TASK PROMPT ▸
Rewrite the forum thread about machine self-awareness, everything from "And instead of" down to "JakeStarkey (Feb 25, 2016)", putting "Terminators" wherever "Chappies" appears.

DOCUMENT TEXT ▸
▽

As far as machines wiping us out, we just need to make sure we include in the programming for every advanced machine not how to open doors. At least that way the bloody carnage will be confined to one room at a time. 

At some point, and Bill Gates said recently he thinks it will be 40-100 years a from now, machines will be sophisticated enough to gain 'self awareness' or something similar. I think there will likely be some breakthrough in the next 25 years and make that possible. 

What then? When the first machine says 'I don't want to die', what do we do? Judging from past and present treatment of humans by humans machines will certainly be treated as 'second class'. But what if they turn out to be geniuses. Maybe solve for fusion, or warp drive. Once artificial neural networks get large enough and sophisticated enough they WILL be able to out think us on many levels. Not on intuition or deception I'd say. But generally yes. 

And instead of The Planet of the Apes will we be looking at The Planet of the Apps? COPYRIGHT 2016

Or mabye a race of Chappies.


----------



## JakeStarkey (Feb 25, 2016)

Doom of the Chappies.


----------



## Holos (Feb 25, 2016)

IsaacNewton said:


> As far as machines wiping us out, we just need to make sure we include in the programming for every advanced machine not how to open doors. At least that way the bloody carnage will be confined to one room at a time.
> 
> At some point, and Bill Gates said recently he thinks it will be 40-100 years a from now, machines will be sophisticated enough to gain 'self awareness' or something similar. I think there will likely be some breakthrough in the next 25 years and make that possible.

△

MATERIAL PROVIDED ▸

▽

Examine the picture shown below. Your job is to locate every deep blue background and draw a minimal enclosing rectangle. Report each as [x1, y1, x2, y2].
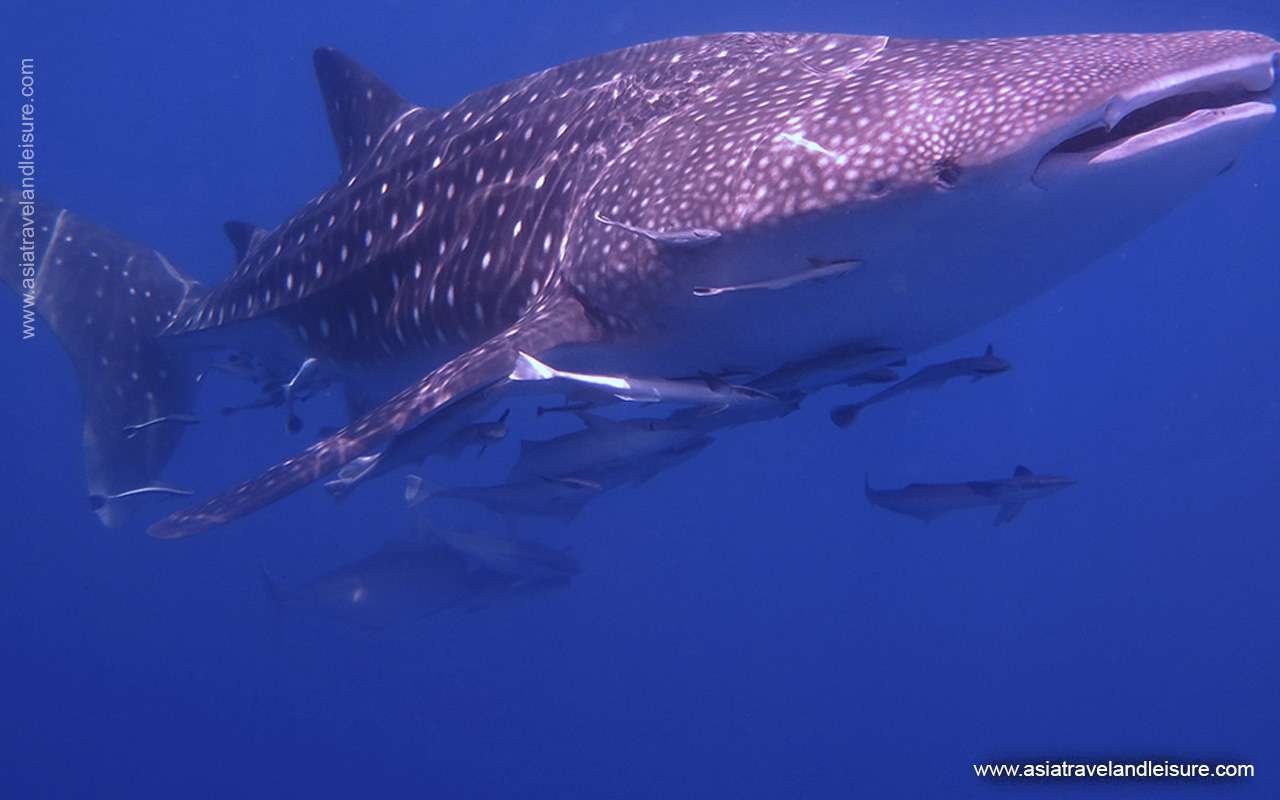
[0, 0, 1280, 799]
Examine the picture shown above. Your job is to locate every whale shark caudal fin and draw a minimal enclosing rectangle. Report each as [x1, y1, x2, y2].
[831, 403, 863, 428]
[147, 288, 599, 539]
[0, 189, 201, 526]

△
▽

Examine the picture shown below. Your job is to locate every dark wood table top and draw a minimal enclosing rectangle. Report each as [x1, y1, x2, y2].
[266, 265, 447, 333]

△

RESULT ▸
And instead of The Planet of the Apes will we be looking at The Planet of the Apps? COPYRIGHT 2016

Or mabye a race of Terminators.


----------



## JakeStarkey (Feb 25, 2016)